AUSGEWÄHLTER AUSZUG
::::

# Gisele Bündchen ist zum zweiten Mal Mama geworden



## beachkini (7 Dez. 2012)

​
Supermodel Gisele Bündchen (32) und ihr Mann Tom Brady (35) sind zum zweiten Mal Eltern geworden. Am Mittwoch (5. Dezember) erblickte die kleine Vivian das Licht der Welt!

Erst im August gab das Paar die freudige Nachricht bekannt. Ihr gemeinsamer Sohn Benjamin (3) darf sich ebenfalls über seine kleine Schwester freuen. Für Tom ist es bereits der dritte Spross. Mit seiner Ex-Freundin Bridget Moynahan (42) hat er den gemeinsamen Sohn John (5).

Seit 2006 sind die hübsche Brasilianerin und der Football-Spieler ein Paar. Im Februar 2009 krönten sie ihre Liebe mit einer privaten Zeremonie in Santa Monica.
(in-starmagazin.de)


----------



## Punisher (7 Dez. 2012)

Glückwunsch an die tolle Mama


----------



## mloranz (15 Dez. 2012)

Und hat nach kurzer Zeit wieder ne Top Figur ... Wahnsinn


----------



## papstjohannes (4 Jan. 2013)

Glückwunsch!


----------



## vosknocker (5 Jan. 2013)

She recently had a baby.


----------

::::

AUFGABENSTELLUNG
An welchem Tag kam laut dem Forenthread über Gisele Bündchens Nachwuchs die kleine Vivian zur Welt? Nenne bitte Wochentag und Datum.

::::

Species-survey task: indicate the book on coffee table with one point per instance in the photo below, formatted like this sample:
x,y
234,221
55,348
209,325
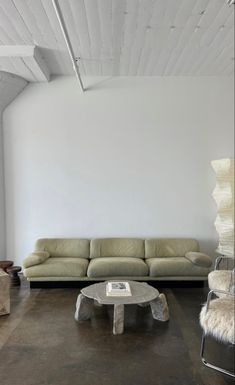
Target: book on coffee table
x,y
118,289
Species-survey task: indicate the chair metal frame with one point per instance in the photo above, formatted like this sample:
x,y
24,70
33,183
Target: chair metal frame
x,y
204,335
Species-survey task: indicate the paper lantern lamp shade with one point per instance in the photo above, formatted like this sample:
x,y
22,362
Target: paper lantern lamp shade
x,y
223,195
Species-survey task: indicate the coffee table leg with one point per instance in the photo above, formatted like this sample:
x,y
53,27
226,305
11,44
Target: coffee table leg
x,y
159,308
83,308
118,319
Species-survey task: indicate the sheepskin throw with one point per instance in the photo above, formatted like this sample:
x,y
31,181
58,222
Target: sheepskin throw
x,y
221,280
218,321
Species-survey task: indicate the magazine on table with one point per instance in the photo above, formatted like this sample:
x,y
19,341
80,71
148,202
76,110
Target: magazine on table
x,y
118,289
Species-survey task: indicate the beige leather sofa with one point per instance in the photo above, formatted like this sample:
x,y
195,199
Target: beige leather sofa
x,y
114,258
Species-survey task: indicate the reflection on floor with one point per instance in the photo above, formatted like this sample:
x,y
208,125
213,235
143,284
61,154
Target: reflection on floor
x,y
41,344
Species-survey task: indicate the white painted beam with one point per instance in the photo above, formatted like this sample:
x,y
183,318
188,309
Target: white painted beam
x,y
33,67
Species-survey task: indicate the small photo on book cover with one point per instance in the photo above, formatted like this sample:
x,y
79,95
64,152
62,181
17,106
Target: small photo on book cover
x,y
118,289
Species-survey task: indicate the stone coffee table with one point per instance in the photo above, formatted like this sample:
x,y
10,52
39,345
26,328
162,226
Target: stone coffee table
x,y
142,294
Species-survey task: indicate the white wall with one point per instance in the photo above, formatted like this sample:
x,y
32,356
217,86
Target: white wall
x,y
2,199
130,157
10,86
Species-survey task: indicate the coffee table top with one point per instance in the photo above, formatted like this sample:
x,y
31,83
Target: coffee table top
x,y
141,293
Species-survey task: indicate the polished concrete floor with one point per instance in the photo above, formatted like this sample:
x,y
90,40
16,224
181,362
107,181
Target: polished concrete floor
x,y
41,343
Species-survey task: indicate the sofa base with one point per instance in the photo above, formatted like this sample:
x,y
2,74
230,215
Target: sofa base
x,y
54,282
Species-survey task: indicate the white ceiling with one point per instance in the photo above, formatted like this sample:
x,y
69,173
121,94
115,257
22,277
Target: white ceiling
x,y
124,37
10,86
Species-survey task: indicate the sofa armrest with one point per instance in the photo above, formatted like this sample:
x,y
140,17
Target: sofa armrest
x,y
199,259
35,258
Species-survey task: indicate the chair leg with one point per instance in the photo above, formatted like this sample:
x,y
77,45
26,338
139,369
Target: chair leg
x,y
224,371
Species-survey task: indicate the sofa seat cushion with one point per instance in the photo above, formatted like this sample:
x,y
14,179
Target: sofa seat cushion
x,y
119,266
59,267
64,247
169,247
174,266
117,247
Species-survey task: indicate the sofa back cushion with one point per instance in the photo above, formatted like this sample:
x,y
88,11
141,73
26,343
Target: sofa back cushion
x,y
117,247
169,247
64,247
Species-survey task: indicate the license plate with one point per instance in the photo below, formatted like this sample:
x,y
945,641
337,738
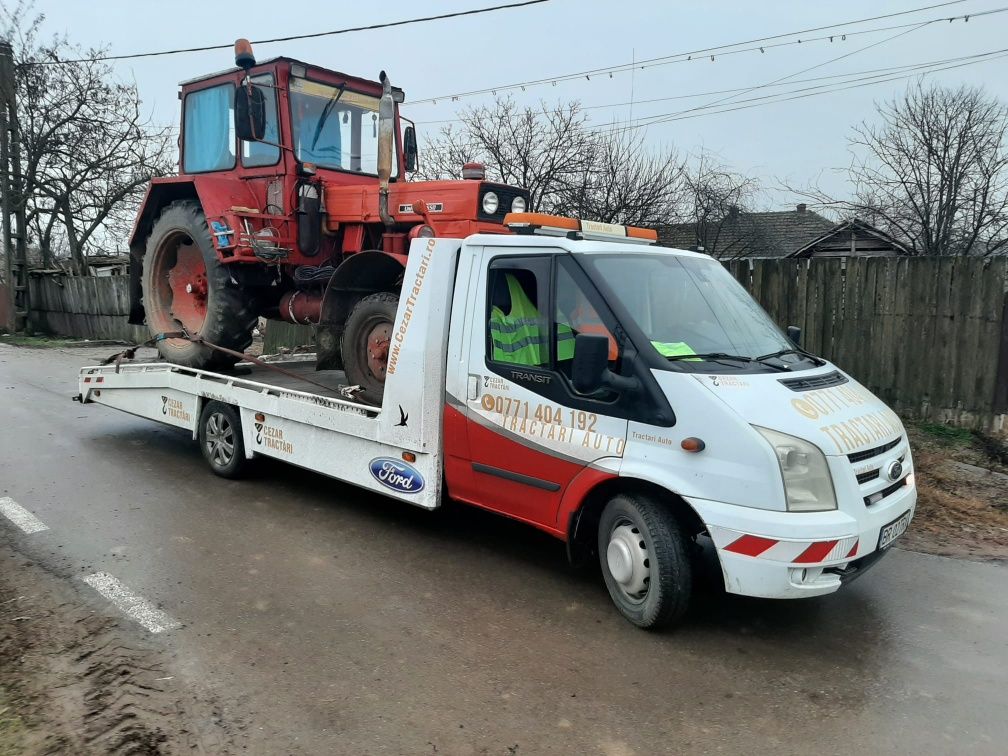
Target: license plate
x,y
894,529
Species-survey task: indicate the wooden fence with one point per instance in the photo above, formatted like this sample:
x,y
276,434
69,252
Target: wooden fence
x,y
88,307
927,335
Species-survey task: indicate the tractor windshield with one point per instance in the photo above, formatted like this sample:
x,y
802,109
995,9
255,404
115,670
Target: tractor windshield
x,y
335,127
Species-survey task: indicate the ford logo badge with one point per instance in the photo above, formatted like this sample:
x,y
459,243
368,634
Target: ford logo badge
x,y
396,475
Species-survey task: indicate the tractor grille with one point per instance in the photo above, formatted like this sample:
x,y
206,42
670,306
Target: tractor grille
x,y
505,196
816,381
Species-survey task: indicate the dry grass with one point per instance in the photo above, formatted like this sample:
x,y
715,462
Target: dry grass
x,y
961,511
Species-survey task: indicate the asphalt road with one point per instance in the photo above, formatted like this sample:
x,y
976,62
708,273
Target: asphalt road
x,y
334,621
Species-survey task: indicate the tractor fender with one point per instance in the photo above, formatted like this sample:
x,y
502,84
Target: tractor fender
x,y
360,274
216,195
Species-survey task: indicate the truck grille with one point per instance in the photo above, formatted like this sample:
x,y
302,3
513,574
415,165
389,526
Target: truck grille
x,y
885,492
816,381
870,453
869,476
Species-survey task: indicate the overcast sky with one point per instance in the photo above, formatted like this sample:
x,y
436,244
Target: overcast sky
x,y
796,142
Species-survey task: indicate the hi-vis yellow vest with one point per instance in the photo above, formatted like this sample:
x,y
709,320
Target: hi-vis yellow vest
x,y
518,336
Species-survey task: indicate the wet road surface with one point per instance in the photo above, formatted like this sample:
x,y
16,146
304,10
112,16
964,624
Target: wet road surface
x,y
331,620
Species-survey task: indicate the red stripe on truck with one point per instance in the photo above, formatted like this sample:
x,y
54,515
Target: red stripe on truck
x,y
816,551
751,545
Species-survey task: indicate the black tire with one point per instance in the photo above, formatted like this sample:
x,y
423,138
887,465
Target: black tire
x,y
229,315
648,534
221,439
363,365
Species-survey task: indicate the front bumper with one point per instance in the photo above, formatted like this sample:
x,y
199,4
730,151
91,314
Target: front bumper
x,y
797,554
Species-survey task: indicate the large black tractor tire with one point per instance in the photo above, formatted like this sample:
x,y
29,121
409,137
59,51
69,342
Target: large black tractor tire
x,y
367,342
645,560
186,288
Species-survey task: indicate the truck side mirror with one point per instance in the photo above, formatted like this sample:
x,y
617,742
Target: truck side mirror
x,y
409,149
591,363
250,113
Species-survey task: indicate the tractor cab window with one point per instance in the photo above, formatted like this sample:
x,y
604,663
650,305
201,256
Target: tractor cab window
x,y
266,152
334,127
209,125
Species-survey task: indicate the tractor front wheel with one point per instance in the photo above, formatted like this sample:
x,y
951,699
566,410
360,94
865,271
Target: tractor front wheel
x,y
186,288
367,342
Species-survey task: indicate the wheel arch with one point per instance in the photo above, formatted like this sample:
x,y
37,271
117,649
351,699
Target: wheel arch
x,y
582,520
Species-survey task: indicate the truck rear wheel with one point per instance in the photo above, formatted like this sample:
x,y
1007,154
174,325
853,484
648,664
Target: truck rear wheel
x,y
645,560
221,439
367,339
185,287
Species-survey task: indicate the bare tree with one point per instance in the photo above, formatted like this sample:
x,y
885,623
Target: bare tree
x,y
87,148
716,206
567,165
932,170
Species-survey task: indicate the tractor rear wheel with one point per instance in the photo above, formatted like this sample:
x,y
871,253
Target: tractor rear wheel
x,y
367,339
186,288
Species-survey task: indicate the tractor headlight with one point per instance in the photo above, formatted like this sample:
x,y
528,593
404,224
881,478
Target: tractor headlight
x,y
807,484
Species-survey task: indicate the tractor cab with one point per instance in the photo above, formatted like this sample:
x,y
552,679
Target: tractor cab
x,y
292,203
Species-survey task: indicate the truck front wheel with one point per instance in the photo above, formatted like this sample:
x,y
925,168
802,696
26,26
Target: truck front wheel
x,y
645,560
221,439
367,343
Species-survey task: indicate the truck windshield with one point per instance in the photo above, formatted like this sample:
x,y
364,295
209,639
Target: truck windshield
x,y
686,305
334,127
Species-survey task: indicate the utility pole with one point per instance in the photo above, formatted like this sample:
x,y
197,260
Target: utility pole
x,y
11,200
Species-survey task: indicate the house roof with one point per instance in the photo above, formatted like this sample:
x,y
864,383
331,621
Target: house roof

::::

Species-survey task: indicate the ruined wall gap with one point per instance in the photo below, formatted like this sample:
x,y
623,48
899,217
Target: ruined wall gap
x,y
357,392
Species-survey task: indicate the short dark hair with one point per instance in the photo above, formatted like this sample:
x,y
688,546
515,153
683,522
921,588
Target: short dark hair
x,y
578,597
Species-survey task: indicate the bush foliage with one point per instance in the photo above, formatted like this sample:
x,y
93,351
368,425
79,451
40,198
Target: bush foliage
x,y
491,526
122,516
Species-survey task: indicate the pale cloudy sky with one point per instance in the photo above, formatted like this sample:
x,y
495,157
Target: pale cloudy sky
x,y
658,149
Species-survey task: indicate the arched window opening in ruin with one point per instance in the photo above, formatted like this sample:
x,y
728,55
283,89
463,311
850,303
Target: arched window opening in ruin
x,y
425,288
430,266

::::

ENDERGEBNIS
Am Mittwoch, dem 5. Dezember.